> [Task directions] Only a number is expected: how many lines in the data below contain the word "block".

> [Records supplied]
++++
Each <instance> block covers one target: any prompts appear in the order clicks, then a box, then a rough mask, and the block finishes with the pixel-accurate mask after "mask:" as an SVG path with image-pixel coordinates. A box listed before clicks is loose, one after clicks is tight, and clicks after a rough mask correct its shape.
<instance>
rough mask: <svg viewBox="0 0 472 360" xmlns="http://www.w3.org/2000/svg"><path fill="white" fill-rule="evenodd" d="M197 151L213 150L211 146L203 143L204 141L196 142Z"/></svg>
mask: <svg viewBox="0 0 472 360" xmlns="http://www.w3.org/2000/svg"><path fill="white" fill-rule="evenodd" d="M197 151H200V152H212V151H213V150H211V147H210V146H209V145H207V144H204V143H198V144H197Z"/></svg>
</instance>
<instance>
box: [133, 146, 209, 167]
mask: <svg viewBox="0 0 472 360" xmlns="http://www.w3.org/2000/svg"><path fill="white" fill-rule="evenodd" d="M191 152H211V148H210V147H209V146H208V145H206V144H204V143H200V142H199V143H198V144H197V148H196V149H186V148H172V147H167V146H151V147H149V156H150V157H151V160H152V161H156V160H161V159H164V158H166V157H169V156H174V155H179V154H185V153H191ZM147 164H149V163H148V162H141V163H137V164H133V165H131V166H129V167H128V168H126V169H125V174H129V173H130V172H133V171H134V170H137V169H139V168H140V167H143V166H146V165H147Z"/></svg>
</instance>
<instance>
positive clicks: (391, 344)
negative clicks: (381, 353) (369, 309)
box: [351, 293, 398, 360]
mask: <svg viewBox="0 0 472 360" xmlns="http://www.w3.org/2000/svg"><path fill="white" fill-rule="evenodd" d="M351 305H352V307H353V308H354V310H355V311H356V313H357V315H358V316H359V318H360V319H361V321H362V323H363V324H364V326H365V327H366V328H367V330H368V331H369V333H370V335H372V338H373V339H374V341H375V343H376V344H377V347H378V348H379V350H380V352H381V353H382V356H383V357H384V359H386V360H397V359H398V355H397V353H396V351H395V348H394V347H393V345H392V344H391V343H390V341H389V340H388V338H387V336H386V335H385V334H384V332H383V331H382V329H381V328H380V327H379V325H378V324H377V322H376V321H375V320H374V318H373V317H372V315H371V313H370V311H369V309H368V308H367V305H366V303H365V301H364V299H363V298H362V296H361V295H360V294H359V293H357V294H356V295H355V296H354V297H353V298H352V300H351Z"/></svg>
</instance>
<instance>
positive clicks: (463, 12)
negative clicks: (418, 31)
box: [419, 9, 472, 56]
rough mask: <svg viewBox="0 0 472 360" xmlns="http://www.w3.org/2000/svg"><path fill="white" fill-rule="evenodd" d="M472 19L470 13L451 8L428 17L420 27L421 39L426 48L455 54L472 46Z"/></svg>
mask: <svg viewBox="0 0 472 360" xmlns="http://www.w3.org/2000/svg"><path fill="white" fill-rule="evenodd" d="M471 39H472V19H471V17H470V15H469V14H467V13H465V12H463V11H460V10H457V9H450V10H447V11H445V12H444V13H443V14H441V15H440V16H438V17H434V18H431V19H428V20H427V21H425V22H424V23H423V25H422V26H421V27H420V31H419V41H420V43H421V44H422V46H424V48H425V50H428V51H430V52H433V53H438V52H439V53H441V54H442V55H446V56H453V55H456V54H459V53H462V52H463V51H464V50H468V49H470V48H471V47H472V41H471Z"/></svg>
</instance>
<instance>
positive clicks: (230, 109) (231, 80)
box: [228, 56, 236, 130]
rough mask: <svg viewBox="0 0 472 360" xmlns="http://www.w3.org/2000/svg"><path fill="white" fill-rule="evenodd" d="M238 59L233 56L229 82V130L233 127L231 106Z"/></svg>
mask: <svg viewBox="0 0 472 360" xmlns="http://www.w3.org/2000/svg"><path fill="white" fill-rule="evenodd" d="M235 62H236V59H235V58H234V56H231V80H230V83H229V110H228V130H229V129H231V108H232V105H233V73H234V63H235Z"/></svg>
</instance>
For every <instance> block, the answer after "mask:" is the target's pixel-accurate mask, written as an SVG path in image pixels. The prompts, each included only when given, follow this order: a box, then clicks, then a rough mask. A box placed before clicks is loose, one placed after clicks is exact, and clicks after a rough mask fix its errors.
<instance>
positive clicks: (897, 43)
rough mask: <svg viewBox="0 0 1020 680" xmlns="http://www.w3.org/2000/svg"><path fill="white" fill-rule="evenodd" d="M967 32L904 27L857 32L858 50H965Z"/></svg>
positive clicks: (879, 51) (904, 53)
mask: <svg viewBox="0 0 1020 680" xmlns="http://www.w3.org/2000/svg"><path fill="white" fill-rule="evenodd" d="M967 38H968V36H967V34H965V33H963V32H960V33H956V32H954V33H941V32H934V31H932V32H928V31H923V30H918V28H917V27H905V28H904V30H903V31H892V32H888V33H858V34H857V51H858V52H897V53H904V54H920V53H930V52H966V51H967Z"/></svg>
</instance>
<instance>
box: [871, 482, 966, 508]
++++
> [Result for this task] 2